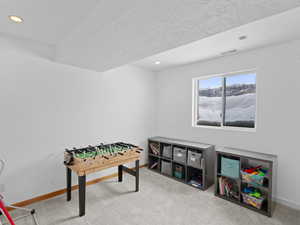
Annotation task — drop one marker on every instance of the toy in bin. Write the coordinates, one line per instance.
(179, 173)
(254, 175)
(253, 197)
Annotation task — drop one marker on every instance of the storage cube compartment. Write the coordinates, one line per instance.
(195, 177)
(166, 167)
(154, 163)
(257, 201)
(154, 148)
(179, 171)
(179, 154)
(195, 159)
(255, 172)
(228, 187)
(166, 150)
(229, 166)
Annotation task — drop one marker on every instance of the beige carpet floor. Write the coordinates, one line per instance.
(161, 201)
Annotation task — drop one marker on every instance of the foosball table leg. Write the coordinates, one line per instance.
(120, 173)
(137, 178)
(69, 184)
(82, 184)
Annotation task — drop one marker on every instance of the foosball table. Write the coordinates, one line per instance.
(92, 159)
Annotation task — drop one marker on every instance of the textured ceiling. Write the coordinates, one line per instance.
(46, 21)
(273, 30)
(103, 34)
(119, 32)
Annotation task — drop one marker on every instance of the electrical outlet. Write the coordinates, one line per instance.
(2, 188)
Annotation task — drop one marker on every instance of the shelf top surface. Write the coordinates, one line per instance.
(180, 142)
(246, 153)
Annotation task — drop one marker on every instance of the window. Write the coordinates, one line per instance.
(227, 100)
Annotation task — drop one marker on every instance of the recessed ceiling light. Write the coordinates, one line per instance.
(229, 52)
(16, 19)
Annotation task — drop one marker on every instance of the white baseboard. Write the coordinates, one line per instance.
(288, 203)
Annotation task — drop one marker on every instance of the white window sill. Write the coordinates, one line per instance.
(242, 129)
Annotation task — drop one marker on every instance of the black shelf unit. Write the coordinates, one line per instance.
(246, 159)
(205, 174)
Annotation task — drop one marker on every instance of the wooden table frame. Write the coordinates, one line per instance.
(82, 183)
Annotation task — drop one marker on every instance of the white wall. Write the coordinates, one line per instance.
(278, 83)
(46, 107)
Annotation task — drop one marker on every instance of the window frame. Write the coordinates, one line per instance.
(221, 75)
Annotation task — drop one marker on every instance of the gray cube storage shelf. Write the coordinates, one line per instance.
(246, 159)
(189, 162)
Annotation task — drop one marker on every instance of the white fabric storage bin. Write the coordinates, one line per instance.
(167, 151)
(166, 168)
(179, 155)
(194, 159)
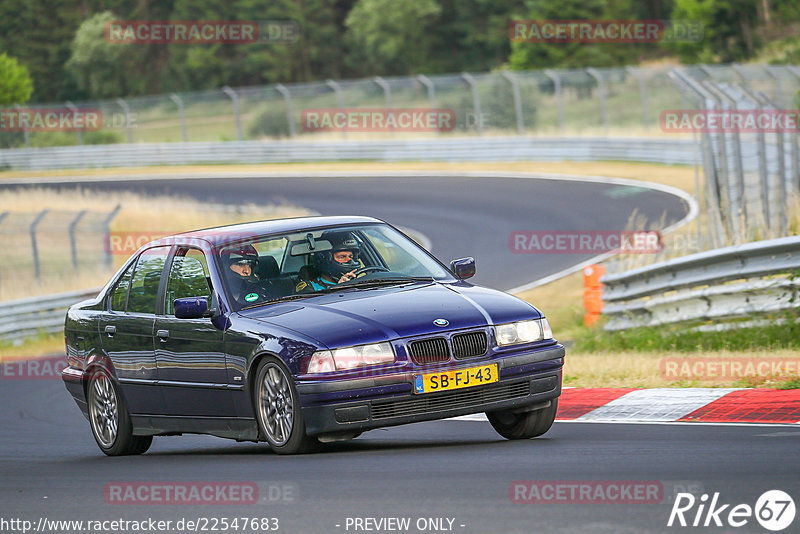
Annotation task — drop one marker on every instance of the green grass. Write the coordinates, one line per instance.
(780, 332)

▶ **TASK OBJECTIVE**:
Can you recast all of the lines above as a Markdown table with a Row column for the row number and a Line column for the text? Skip any blank lines and leave the pictures out.

▶ **TASK RESPONSE**:
| Row | Line |
|---|---|
| 1 | Annotation task — drop one marker on every instance of the toy in bin. Write the coordinates, one line per instance. |
| 2 | (179, 173) |
| 3 | (254, 175) |
| 4 | (253, 197) |
| 5 | Annotation task — drop one marker on every instance of the storage cube compartment. Write the coordinates, one line per instance. |
| 6 | (195, 177) |
| 7 | (166, 167) |
| 8 | (154, 163) |
| 9 | (257, 201) |
| 10 | (154, 148) |
| 11 | (179, 171) |
| 12 | (179, 154) |
| 13 | (195, 159) |
| 14 | (255, 172) |
| 15 | (228, 187) |
| 16 | (166, 150) |
| 17 | (229, 166) |
| 18 | Annotation task — drop one marker on every instance of the beige carpet floor. Write the coordinates, one line per instance. |
| 19 | (161, 201) |
| 20 | Annotation task — drop one marker on every instance of the foosball table leg. Write the coordinates, one line per instance. |
| 21 | (120, 173) |
| 22 | (137, 178) |
| 23 | (69, 184) |
| 24 | (82, 184) |
| 25 | Annotation task — drop one marker on every instance of the foosball table. Write the coordinates, one line per instance. |
| 26 | (92, 159) |
| 27 | Annotation task — drop one marker on every instance of the textured ceiling. Write the coordinates, one line per instance. |
| 28 | (46, 21) |
| 29 | (273, 30) |
| 30 | (103, 34) |
| 31 | (119, 32) |
| 32 | Annotation task — drop one marker on every instance of the electrical outlet. Write the coordinates, one line per instance. |
| 33 | (2, 188) |
| 34 | Annotation task — drop one marker on every instance of the shelf top surface. Write the coordinates, one line per instance. |
| 35 | (180, 142) |
| 36 | (246, 153) |
| 37 | Annotation task — drop one marker on every instance of the window. Write the coordinates, one line per instance. |
| 38 | (227, 100) |
| 39 | Annotation task — drop one marker on every instance of the recessed ceiling light. Write the coordinates, one line per instance. |
| 40 | (229, 52) |
| 41 | (16, 19) |
| 42 | Annotation task — drop one marker on every instance of the white baseboard. Write the coordinates, one line per instance. |
| 43 | (288, 203) |
| 44 | Annotation task — drop one marker on every instance of the white window sill. Write the coordinates, one line per instance. |
| 45 | (242, 129) |
| 46 | Annotation task — drop one marker on every instance of the black shelf unit. Write the coordinates, one line per instance. |
| 47 | (246, 159) |
| 48 | (205, 174) |
| 49 | Annotation task — drop one marker on every instance of the wooden table frame. Write the coordinates, one line per instance. |
| 50 | (82, 183) |
| 51 | Annotation task — drop one marker on every instance of the white wall. Write the coordinates, one line per instance. |
| 52 | (278, 83) |
| 53 | (46, 107) |
| 54 | Annotation task — drop one marker on every instance of the window frame. Write the coordinates, one line per instance. |
| 55 | (221, 75) |
| 56 | Annotation task — drop one marker on every instance of the gray cube storage shelf. Write the coordinates, one line per instance. |
| 57 | (246, 159) |
| 58 | (189, 162) |
| 59 | Annotation task — drop one marker on every instance of the white fabric storage bin. Write the coordinates, one line per instance. |
| 60 | (167, 151) |
| 61 | (166, 168) |
| 62 | (179, 155) |
| 63 | (194, 159) |
| 64 | Annotation task — drop one marker on every instance of the green grass. Write the coordinates, one line per instance. |
| 65 | (780, 332) |